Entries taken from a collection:
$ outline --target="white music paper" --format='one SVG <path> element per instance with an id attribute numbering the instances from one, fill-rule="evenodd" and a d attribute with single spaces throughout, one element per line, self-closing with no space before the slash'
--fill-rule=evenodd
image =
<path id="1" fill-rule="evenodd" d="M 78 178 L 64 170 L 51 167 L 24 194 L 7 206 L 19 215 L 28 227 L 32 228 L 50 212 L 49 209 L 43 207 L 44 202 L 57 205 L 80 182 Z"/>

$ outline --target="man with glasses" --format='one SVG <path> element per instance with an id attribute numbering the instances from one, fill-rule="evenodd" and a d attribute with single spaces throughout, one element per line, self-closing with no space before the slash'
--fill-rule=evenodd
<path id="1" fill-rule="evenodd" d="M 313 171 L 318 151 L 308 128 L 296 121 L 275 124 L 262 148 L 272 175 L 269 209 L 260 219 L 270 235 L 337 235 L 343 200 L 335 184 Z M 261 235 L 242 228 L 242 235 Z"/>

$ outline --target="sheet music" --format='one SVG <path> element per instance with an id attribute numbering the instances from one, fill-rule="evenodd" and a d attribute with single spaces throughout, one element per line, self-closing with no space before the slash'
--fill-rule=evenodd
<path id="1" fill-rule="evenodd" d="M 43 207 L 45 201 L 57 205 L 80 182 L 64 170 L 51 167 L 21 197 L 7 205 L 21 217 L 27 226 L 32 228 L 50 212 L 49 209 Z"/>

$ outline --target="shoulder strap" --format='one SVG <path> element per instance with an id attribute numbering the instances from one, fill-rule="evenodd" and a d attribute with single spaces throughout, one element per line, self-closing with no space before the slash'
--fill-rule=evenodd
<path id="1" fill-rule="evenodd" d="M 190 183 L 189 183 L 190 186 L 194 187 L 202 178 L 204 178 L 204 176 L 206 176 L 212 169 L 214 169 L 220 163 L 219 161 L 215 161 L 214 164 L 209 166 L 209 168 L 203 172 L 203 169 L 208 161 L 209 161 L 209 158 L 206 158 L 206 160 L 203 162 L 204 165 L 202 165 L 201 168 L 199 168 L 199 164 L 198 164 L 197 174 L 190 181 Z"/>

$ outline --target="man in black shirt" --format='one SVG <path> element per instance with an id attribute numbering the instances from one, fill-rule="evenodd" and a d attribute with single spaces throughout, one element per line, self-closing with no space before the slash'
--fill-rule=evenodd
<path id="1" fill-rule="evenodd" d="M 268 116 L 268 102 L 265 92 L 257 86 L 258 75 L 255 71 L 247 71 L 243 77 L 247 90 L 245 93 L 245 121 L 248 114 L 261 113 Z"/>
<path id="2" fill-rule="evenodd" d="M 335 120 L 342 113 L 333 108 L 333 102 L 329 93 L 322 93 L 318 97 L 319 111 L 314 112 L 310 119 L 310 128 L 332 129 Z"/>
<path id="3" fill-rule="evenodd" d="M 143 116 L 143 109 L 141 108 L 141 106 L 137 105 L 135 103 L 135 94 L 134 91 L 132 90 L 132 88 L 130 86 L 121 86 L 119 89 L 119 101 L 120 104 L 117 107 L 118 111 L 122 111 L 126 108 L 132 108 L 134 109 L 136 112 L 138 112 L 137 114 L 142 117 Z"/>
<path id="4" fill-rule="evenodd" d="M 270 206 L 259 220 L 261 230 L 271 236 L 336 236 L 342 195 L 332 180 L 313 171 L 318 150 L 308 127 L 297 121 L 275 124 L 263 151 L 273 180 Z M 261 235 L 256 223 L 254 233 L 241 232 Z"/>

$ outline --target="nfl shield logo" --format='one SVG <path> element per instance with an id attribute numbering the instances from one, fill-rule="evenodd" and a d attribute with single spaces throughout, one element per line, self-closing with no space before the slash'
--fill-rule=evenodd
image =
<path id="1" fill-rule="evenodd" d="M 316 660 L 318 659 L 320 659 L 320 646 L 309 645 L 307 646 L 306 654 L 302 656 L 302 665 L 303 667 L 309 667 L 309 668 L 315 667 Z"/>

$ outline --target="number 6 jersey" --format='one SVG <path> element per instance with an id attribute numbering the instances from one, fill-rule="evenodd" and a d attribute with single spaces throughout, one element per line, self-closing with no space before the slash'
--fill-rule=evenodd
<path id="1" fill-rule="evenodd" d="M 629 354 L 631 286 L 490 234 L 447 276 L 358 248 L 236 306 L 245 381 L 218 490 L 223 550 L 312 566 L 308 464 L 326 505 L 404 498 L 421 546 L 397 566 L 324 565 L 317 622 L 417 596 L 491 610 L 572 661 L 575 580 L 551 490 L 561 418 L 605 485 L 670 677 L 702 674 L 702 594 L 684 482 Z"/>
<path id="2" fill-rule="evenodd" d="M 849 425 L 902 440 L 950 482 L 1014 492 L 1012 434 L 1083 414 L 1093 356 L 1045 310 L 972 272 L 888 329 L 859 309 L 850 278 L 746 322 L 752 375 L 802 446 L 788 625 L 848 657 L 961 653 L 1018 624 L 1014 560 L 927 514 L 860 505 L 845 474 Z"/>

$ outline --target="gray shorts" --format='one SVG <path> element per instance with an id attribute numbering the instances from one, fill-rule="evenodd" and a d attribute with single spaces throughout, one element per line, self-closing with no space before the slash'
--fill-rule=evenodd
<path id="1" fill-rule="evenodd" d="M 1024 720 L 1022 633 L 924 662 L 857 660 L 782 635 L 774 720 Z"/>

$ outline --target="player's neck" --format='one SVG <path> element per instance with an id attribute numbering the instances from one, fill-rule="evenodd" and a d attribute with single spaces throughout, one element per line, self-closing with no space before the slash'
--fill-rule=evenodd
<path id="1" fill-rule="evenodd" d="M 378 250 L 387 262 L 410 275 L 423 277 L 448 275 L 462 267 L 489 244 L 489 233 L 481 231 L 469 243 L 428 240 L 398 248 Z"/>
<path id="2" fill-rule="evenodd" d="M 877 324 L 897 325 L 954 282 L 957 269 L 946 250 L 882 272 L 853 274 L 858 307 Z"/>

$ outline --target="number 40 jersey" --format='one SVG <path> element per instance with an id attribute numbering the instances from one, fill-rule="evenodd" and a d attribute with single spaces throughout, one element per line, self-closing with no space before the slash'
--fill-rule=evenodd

> [TASK INSTRUCTIONS]
What is needed is an exact copy of all the records above.

> [RESULT FOR THIS TASK]
$ outline --target="white music paper" --format='one SVG <path> element per instance with an id attribute numbering the instances from one, fill-rule="evenodd" and a d attribute with single spaces throughout, one element per line, self-closing with no space before the slash'
--fill-rule=evenodd
image =
<path id="1" fill-rule="evenodd" d="M 78 178 L 64 170 L 51 167 L 24 194 L 7 206 L 19 215 L 28 227 L 32 228 L 50 212 L 49 209 L 43 207 L 44 202 L 57 205 L 80 182 Z"/>

$ outline --target="man with glasses" --format='one SVG <path> element per instance with an id attribute numbering the instances from one, fill-rule="evenodd" and a d attribute with single spaces throughout, one element per line, self-closing with no space before the slash'
--fill-rule=evenodd
<path id="1" fill-rule="evenodd" d="M 313 171 L 318 151 L 308 128 L 296 121 L 275 124 L 262 148 L 272 175 L 269 209 L 260 219 L 270 235 L 337 235 L 343 200 L 335 184 Z M 261 235 L 242 228 L 242 235 Z"/>

$ outline --target="sheet music" --format='one SVG <path> element per instance with an id attribute numbering the instances from one, fill-rule="evenodd" and a d attribute with single spaces throughout, one element per line, self-closing with no space before the slash'
--fill-rule=evenodd
<path id="1" fill-rule="evenodd" d="M 43 207 L 45 201 L 57 205 L 80 182 L 64 170 L 51 167 L 21 197 L 7 205 L 21 217 L 27 226 L 32 228 L 50 212 L 49 209 Z"/>

$ outline --target="shoulder strap" --format='one SVG <path> element per instance with an id attribute numbering the instances from one, fill-rule="evenodd" and a d attribute with single spaces throughout, one element per line, self-closing with no space before the slash'
--fill-rule=evenodd
<path id="1" fill-rule="evenodd" d="M 190 183 L 189 183 L 190 186 L 194 187 L 202 178 L 204 178 L 204 176 L 206 176 L 212 169 L 214 169 L 220 163 L 219 161 L 215 161 L 214 164 L 209 166 L 209 168 L 203 172 L 203 169 L 208 161 L 209 161 L 209 158 L 206 158 L 206 160 L 203 162 L 204 165 L 202 165 L 201 168 L 199 168 L 199 164 L 198 164 L 197 174 L 190 181 Z"/>

$ outline --target="man in black shirt" --format='one SVG <path> element per instance with an id attribute numbering the instances from one, fill-rule="evenodd" and a d attribute with single spaces throughout, one element per line, self-closing with no space before the slash'
--fill-rule=evenodd
<path id="1" fill-rule="evenodd" d="M 268 116 L 268 102 L 265 92 L 257 86 L 258 75 L 255 71 L 247 71 L 243 77 L 247 90 L 245 93 L 245 121 L 248 114 L 261 113 Z"/>
<path id="2" fill-rule="evenodd" d="M 335 120 L 342 113 L 333 108 L 333 102 L 329 93 L 322 93 L 318 97 L 319 111 L 314 112 L 310 119 L 310 128 L 332 129 Z"/>
<path id="3" fill-rule="evenodd" d="M 143 116 L 143 109 L 141 108 L 141 106 L 137 105 L 135 103 L 135 94 L 134 91 L 132 90 L 132 88 L 130 86 L 121 86 L 119 89 L 119 101 L 120 104 L 117 107 L 118 111 L 122 111 L 126 108 L 132 108 L 134 109 L 136 112 L 138 112 L 137 114 L 142 117 Z"/>
<path id="4" fill-rule="evenodd" d="M 270 206 L 259 220 L 261 230 L 271 236 L 336 236 L 342 195 L 332 180 L 313 171 L 318 150 L 308 127 L 297 121 L 275 124 L 263 151 L 273 180 Z M 261 235 L 256 223 L 254 233 L 241 232 Z"/>

$ outline --target="nfl shield logo" --format='one SVG <path> element per instance with an id attribute numbering the instances from one, fill-rule="evenodd" and a d attribute with single spaces throughout, one element per line, self-closing with no space before the slash'
--fill-rule=evenodd
image =
<path id="1" fill-rule="evenodd" d="M 316 660 L 318 659 L 320 659 L 320 646 L 309 645 L 307 646 L 306 654 L 302 656 L 302 665 L 303 667 L 309 667 L 309 668 L 315 667 Z"/>

$ outline --target="number 6 jersey" --format='one SVG <path> element per instance with an id attribute numbering the instances from one, fill-rule="evenodd" and a d attribute with single spaces throughout, one element per line, self-closing with no space before the slash'
--fill-rule=evenodd
<path id="1" fill-rule="evenodd" d="M 629 354 L 631 286 L 490 234 L 447 276 L 358 248 L 236 306 L 245 381 L 218 490 L 223 550 L 312 566 L 308 464 L 326 505 L 404 498 L 421 546 L 397 566 L 324 565 L 317 622 L 417 596 L 491 610 L 572 661 L 575 580 L 551 490 L 561 418 L 605 485 L 670 677 L 702 674 L 702 594 L 684 482 Z"/>
<path id="2" fill-rule="evenodd" d="M 849 425 L 902 440 L 950 482 L 1014 492 L 1012 434 L 1083 414 L 1093 356 L 1045 310 L 972 272 L 888 329 L 859 309 L 850 278 L 746 322 L 752 375 L 802 446 L 788 625 L 848 657 L 961 653 L 1018 624 L 1014 560 L 927 514 L 860 505 L 845 474 Z"/>

$ outline --target="gray shorts" --format='one SVG <path> element per instance with an id attribute numbering the instances from one, fill-rule="evenodd" and a d attribute with single spaces throughout, one element per line, self-closing with no space before the slash'
--fill-rule=evenodd
<path id="1" fill-rule="evenodd" d="M 1024 720 L 1022 633 L 924 662 L 857 660 L 782 635 L 774 720 Z"/>

$ outline --target="player's neck" --format='one SVG <path> element per instance with an id attribute numbering the instances from one, fill-rule="evenodd" and a d attribute with single spaces throughout, one element per line, self-closing with no space before the slash'
--fill-rule=evenodd
<path id="1" fill-rule="evenodd" d="M 378 250 L 387 262 L 410 275 L 423 277 L 448 275 L 462 267 L 489 244 L 489 233 L 481 231 L 469 243 L 428 240 L 398 248 Z"/>
<path id="2" fill-rule="evenodd" d="M 877 324 L 897 325 L 954 282 L 957 269 L 946 250 L 882 272 L 853 274 L 858 307 Z"/>

$ outline --target="number 40 jersey" --format='one SVG <path> element per instance with an id attribute numbering the instances from one, fill-rule="evenodd" and a d attribute with single spaces throughout, one element per line, self-closing with no space before the slash'
--fill-rule=evenodd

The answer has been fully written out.